__Objective__: Reproduce only the part of the data that opens with the line containing "Expected: for every instance of the drainpipe" and closes with the line containing "x=882 y=438", substituting "downspout" for "drainpipe" and changing nothing else.

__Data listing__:
○ ○ ○ ○ ○
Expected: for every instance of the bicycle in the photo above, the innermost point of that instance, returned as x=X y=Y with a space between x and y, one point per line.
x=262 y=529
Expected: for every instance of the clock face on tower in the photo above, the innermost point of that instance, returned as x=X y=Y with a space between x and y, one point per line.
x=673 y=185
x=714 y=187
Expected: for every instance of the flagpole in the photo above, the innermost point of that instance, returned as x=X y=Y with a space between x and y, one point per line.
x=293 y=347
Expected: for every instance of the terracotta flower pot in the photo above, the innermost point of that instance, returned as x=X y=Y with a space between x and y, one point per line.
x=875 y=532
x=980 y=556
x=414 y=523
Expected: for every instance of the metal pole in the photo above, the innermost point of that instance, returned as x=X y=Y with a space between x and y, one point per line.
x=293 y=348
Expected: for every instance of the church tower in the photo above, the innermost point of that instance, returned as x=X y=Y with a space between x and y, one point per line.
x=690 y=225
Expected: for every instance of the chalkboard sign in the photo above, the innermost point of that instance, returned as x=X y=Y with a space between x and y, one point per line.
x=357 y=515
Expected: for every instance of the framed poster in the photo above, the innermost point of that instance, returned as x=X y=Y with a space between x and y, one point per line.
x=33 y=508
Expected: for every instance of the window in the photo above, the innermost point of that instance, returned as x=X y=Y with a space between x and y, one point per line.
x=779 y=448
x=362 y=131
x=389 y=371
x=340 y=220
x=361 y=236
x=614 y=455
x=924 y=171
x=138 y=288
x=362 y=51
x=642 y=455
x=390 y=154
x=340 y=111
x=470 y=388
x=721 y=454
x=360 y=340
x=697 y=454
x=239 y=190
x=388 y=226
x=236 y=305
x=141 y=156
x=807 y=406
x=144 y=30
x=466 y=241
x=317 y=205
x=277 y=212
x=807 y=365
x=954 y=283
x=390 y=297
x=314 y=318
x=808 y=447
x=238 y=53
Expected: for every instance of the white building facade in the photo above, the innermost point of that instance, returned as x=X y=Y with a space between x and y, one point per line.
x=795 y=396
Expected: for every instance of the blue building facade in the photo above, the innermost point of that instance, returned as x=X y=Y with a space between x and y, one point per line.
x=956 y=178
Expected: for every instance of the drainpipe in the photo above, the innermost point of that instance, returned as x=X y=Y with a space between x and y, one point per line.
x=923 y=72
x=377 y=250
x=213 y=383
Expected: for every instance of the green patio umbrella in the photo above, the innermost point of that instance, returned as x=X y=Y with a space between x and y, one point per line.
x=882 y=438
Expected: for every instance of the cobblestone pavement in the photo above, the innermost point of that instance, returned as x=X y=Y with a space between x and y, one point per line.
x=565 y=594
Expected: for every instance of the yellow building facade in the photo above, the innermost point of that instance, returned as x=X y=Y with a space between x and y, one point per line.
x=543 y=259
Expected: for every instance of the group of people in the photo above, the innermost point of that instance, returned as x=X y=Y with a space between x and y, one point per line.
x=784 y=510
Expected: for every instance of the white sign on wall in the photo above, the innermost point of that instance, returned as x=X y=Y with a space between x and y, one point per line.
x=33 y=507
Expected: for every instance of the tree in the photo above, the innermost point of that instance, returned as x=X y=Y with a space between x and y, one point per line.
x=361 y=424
○ ○ ○ ○ ○
__Response to this exercise__:
Expected: for every instance of the downspout in the photo above, the innermost point of that instance, returned as x=X y=Y with a space between x and y, one point per line.
x=923 y=72
x=377 y=250
x=213 y=383
Expected: for every instance of the green patio umbrella in the photo above, the innermost point of that instance, returned as x=X y=Y with a space between x and y, one point per line.
x=882 y=438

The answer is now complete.